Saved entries
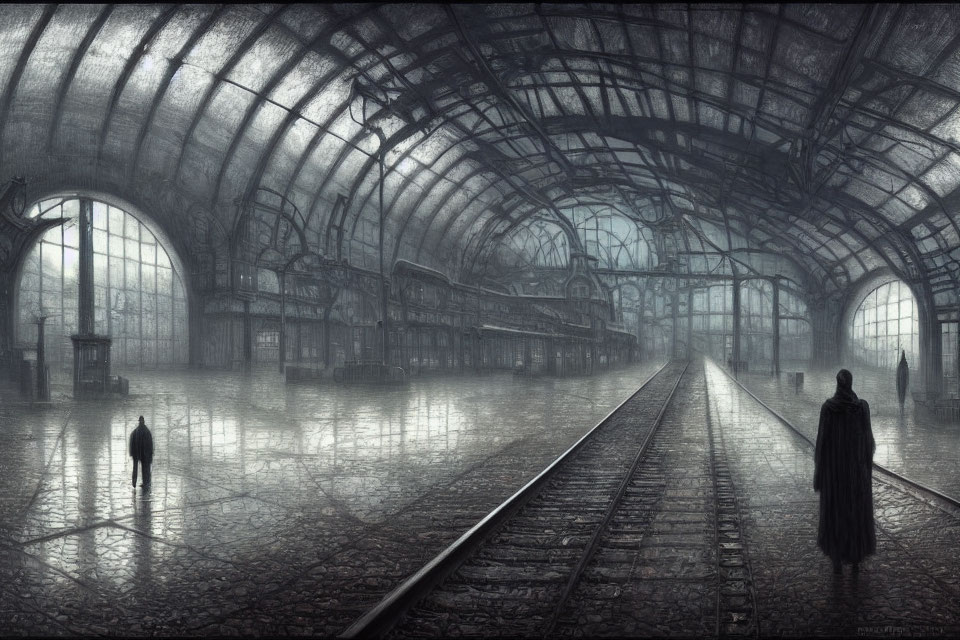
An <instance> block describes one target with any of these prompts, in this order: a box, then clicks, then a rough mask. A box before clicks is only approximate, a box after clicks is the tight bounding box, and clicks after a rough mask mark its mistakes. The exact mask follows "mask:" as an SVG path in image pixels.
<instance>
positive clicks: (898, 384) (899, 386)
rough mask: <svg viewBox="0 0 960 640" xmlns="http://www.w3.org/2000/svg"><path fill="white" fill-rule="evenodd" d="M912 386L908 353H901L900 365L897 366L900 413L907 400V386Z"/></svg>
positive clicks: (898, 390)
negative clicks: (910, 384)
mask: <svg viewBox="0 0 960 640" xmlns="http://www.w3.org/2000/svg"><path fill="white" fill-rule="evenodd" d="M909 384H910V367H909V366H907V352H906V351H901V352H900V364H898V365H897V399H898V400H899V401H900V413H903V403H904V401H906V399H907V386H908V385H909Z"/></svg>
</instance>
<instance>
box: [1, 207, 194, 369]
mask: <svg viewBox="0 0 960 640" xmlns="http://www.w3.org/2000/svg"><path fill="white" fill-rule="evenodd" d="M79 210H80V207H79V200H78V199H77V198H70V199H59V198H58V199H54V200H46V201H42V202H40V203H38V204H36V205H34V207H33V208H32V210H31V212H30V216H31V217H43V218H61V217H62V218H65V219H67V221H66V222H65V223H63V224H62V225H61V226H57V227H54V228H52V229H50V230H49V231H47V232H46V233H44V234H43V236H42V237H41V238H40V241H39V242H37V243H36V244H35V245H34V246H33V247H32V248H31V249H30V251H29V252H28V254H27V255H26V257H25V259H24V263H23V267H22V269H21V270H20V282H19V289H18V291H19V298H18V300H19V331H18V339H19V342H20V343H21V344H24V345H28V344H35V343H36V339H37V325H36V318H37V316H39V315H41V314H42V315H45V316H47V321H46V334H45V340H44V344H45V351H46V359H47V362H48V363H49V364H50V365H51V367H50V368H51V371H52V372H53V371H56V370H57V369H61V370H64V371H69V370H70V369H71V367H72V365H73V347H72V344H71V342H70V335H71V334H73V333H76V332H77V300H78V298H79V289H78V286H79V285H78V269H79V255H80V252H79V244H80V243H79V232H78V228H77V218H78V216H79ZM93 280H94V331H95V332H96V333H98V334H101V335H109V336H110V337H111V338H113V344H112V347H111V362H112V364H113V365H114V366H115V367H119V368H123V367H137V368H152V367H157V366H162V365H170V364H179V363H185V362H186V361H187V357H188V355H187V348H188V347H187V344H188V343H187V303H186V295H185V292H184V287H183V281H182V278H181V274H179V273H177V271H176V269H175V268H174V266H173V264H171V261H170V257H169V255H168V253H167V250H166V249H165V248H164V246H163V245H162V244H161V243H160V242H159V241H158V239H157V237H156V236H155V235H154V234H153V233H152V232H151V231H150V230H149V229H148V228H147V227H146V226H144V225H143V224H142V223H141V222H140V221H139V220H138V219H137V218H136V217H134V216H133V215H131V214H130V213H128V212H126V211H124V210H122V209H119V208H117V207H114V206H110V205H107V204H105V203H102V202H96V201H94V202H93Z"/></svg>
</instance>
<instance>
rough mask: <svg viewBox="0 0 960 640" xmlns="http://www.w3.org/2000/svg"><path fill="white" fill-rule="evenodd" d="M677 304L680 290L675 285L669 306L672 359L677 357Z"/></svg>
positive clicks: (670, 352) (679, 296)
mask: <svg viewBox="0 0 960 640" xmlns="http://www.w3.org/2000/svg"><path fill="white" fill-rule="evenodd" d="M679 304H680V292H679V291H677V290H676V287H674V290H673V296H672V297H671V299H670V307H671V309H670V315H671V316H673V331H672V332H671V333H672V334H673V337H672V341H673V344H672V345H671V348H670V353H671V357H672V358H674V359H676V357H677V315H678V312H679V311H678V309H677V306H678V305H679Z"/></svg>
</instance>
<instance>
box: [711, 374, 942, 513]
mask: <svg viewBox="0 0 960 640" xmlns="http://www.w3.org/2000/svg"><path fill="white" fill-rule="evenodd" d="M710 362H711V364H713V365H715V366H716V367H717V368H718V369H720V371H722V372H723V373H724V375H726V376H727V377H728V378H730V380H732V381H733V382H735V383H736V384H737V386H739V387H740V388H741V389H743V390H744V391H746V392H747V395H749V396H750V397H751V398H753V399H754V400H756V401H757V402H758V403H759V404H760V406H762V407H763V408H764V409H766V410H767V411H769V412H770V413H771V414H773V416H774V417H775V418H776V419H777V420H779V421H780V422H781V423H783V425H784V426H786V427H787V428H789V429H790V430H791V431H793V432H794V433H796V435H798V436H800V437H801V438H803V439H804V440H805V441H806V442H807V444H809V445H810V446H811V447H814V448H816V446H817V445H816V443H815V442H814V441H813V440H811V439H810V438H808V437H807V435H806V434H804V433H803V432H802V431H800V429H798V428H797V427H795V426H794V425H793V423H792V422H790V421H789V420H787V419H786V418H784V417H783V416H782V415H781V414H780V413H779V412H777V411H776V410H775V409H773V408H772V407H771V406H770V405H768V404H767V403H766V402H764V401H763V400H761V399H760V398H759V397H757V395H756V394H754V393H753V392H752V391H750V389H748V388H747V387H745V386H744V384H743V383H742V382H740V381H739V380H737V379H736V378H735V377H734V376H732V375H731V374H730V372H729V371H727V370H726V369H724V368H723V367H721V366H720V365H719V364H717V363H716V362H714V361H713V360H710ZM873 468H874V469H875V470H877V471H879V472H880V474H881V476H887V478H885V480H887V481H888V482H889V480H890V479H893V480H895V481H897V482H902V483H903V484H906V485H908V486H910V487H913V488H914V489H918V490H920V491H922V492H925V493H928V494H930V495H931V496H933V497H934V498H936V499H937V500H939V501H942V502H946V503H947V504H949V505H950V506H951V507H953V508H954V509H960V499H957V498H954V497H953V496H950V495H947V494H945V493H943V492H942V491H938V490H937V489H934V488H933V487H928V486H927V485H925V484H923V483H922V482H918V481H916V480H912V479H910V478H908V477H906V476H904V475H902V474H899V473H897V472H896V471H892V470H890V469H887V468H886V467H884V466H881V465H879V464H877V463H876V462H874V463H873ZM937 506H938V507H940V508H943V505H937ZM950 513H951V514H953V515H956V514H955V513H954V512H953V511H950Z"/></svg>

* **Task brief**
Every record above, copied exactly and without a single picture, makes up the answer.

* **Finished task**
An <instance> block describes one target with any of these prompts, in this order: a box, then clicks, then a rough mask. A box before clicks is only approximate, a box after clicks is the tight bounding box, and clicks after a rough mask mark its mistakes. The exact mask follows "mask:" as an SVG path in image pixels.
<instance>
positive clicks: (898, 384) (899, 386)
rough mask: <svg viewBox="0 0 960 640" xmlns="http://www.w3.org/2000/svg"><path fill="white" fill-rule="evenodd" d="M912 386L908 353H901L900 365L897 366L900 413L907 400V386Z"/></svg>
positive clicks: (898, 390)
negative clicks: (910, 384)
mask: <svg viewBox="0 0 960 640" xmlns="http://www.w3.org/2000/svg"><path fill="white" fill-rule="evenodd" d="M909 384H910V367H909V366H907V352H906V351H901V352H900V364H898V365H897V399H898V400H899V401H900V413H903V403H904V401H906V399H907V386H908V385H909Z"/></svg>
</instance>
<instance>
box: [1, 207, 194, 369]
mask: <svg viewBox="0 0 960 640" xmlns="http://www.w3.org/2000/svg"><path fill="white" fill-rule="evenodd" d="M79 210H80V207H79V200H78V199H77V198H70V199H59V198H58V199H54V200H46V201H42V202H40V203H38V204H36V205H34V207H33V208H32V210H31V212H30V216H31V217H43V218H61V217H62V218H65V219H67V221H66V222H65V223H63V224H62V225H61V226H57V227H54V228H52V229H50V230H49V231H47V232H46V233H44V234H43V236H42V237H41V238H40V241H39V242H37V243H36V244H35V245H34V246H33V247H32V248H31V249H30V251H29V252H28V254H27V255H26V257H25V259H24V263H23V267H22V269H21V270H20V282H19V289H18V291H19V298H18V300H19V331H18V339H19V342H20V343H21V344H24V345H28V344H35V343H36V339H37V325H36V318H37V316H39V315H41V314H42V315H45V316H47V321H46V334H45V340H44V344H45V351H46V359H47V362H48V363H49V364H50V365H51V367H50V368H51V371H52V372H53V371H56V370H57V369H61V370H64V371H69V370H70V369H71V367H72V365H73V347H72V344H71V342H70V335H71V334H73V333H76V332H77V300H78V298H79V289H78V286H79V285H78V269H79V255H80V252H79V244H80V243H79V232H78V228H77V218H78V216H79ZM93 280H94V331H95V332H96V333H98V334H101V335H109V336H110V337H111V338H113V344H112V347H111V362H112V364H113V365H114V366H115V367H119V368H123V367H137V368H152V367H157V366H162V365H170V364H179V363H185V362H186V361H187V357H188V355H187V348H188V347H187V344H188V343H187V303H186V295H185V292H184V287H183V281H182V278H181V274H179V273H177V271H176V269H175V268H174V266H173V264H171V261H170V257H169V255H168V253H167V250H166V249H165V248H164V246H163V245H162V244H161V243H160V242H159V241H158V239H157V237H156V236H155V235H154V234H153V233H152V232H151V231H150V230H149V229H148V228H147V227H146V226H144V225H143V224H142V223H141V222H140V221H139V220H138V219H137V218H136V217H134V216H133V215H131V214H130V213H128V212H126V211H124V210H122V209H119V208H117V207H114V206H110V205H107V204H105V203H102V202H96V201H94V202H93Z"/></svg>
</instance>
<instance>
rough mask: <svg viewBox="0 0 960 640" xmlns="http://www.w3.org/2000/svg"><path fill="white" fill-rule="evenodd" d="M677 304L680 290L675 285L669 306L672 359L677 357Z"/></svg>
positive clicks: (670, 352) (679, 296)
mask: <svg viewBox="0 0 960 640" xmlns="http://www.w3.org/2000/svg"><path fill="white" fill-rule="evenodd" d="M679 304H680V292H679V291H677V290H676V287H674V290H673V296H672V297H671V299H670V307H671V309H670V315H671V316H673V331H672V332H671V333H672V334H673V337H672V341H673V344H672V345H671V348H670V353H671V357H672V358H674V359H676V357H677V315H678V312H679V311H678V309H677V306H678V305H679Z"/></svg>
</instance>
<instance>
box: [711, 374, 942, 513]
mask: <svg viewBox="0 0 960 640" xmlns="http://www.w3.org/2000/svg"><path fill="white" fill-rule="evenodd" d="M710 362H711V364H713V365H715V366H716V367H717V368H718V369H720V371H722V372H723V373H724V375H726V376H727V377H728V378H730V380H732V381H733V382H735V383H736V384H737V386H739V387H740V388H741V389H743V390H744V391H746V392H747V395H749V396H750V397H751V398H753V399H754V400H756V401H757V402H758V403H759V404H760V406H762V407H763V408H764V409H766V410H767V411H769V412H770V413H771V414H773V416H774V417H775V418H776V419H777V420H779V421H780V422H781V423H783V425H784V426H786V427H787V428H789V429H790V430H791V431H793V432H794V433H796V435H798V436H800V437H801V438H803V439H804V440H805V441H806V442H807V444H809V445H810V446H811V447H814V448H816V446H817V445H816V443H815V442H814V441H813V440H811V439H810V438H808V437H807V435H806V434H804V433H803V432H802V431H800V429H798V428H797V427H795V426H794V425H793V423H792V422H790V421H789V420H787V419H786V418H784V417H783V416H782V415H781V414H780V413H779V412H777V411H776V410H775V409H773V408H772V407H771V406H770V405H768V404H767V403H766V402H764V401H763V400H761V399H760V398H759V397H757V395H756V394H754V393H753V392H752V391H750V389H748V388H747V387H745V386H744V384H743V383H742V382H740V381H739V380H737V379H736V378H735V377H734V376H732V375H731V374H730V372H729V371H727V370H726V369H724V368H723V367H721V366H720V365H719V364H717V363H716V362H714V361H713V360H710ZM873 468H874V469H875V470H877V471H879V472H880V474H881V476H887V478H885V480H887V481H888V482H889V480H890V479H893V480H895V481H897V482H902V483H903V484H906V485H908V486H910V487H913V488H914V489H918V490H920V491H922V492H925V493H928V494H930V495H931V496H933V497H934V498H936V499H937V500H939V501H942V502H946V503H947V504H949V505H950V506H951V507H953V508H954V509H960V499H957V498H954V497H953V496H950V495H947V494H945V493H943V492H942V491H938V490H937V489H934V488H933V487H928V486H927V485H925V484H923V483H922V482H918V481H916V480H912V479H910V478H908V477H906V476H904V475H902V474H899V473H897V472H896V471H892V470H890V469H887V468H886V467H884V466H881V465H879V464H877V463H876V462H874V463H873ZM937 506H938V507H940V508H943V505H937ZM950 513H951V514H953V515H956V514H955V513H954V512H953V511H950Z"/></svg>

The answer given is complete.